● **Aufgabenstellung**
a) Entscheide für jede der drei Aussagen, ob sie mit dem Text über Daths Science-Fiction-Kenntnisse übereinstimmt, und belege jede Antwort mit Ja oder Nein sowie den ausschlaggebenden Worten des Textes als wörtliches Zitat. (i) Joanna Russ und Greg Egan sind hierzulande fast unbekannt. (ii) Arno Schmidt wird in den meisten Literaturgeschichten als SF-Autor geführt. (iii) Dath geht es in erster Linie darum, typische Requisiten wie Roboter und Raumschiffe zu identifizieren.
b) Schreibe den Text über Daths Science-Fiction-Kenntnisse im Anschluss an seinen letzten Satz weiter.

● **Vorliegender Text**
Die Tiefe und Breite von Daths Kenntnissen ist überwältigend. Natürlich kommen die großen Namen vor, die auch außerhalb einer Fangemeinde bekannt sind – etwa Jules Verne, H.G. Wells, Hugo Gernsback, Isaac Asimov, Stanislaw Lem, Ursula K. LeGuin, George Lucas, William Gibson oder der Chinese Liu Cixin. Dabei setzt Dath jedoch eigene Akzente. Zum Beispiel, indem er zwei seiner Lieblingsautor*innen, die hierzulande fast unbekannten Joanna Russ und Greg Egan, mit eigenen, monographischen Kapiteln würdigt. Auch Arno Schmidt, der in den meisten Literaturgeschichten nicht als SF-Autor vorkommt, spielt eine prominente Rolle. In erster Linie geht es ihm aber nicht um diese Namen oder darum, ein Arsenal typischer Requisiten wie Roboter, Raumschiffe und Zeitreisen zu identifizieren. Zentral ist vielmehr, wie und wozu Science Fiction erzählt.

● **Auszug aus Daten**
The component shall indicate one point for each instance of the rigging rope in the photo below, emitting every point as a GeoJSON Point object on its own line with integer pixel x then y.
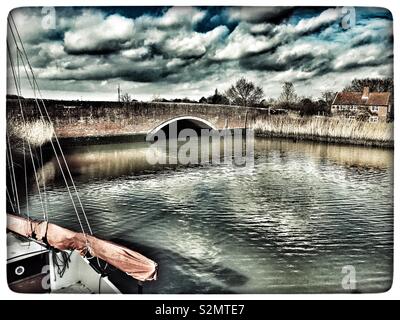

● **Lösungen je Aufgabe**
a)
(i) Ja – „die hierzulande fast unbekannten Joanna Russ und Greg Egan“
(ii) Nein – „der in den meisten Literaturgeschichten nicht als SF-Autor vorkommt“
(iii) Nein – „In erster Linie geht es ihm aber nicht um diese Namen oder darum, ein Arsenal typischer Requisiten wie Roboter, Raumschiffe und Zeitreisen zu identifizieren.“

b)
Dafür bezieht sich Dath unter anderem auf den englischen Romantiker Samuel Taylor Coleridge und dessen Begriff der „suspension of disbelief“, der „Aufhebung des Unglaubens“. Dies geschieht im Grunde jedes Mal, wenn wir uns einem fiktionalen Text oder anderem Medium aussetzen: Wir glauben keine Sekunde an die reale Existenz der Menschen Emma Bovary und Adrian Leverkühn, auch wenn uns Gustave Flaubert und Thomas Mann ihre Lebensgeschichten haarklein erzählen. Um ihre Romane aber „richtig“ zu lesen, müssen wir diese Tatsache „vergessen“ bzw. in der Schwebe halten – wir sind uns der Fiktionalität zugleich bewusst und nicht bewusst, wir lesen, „als ob“ diese Figuren wirklich lebten.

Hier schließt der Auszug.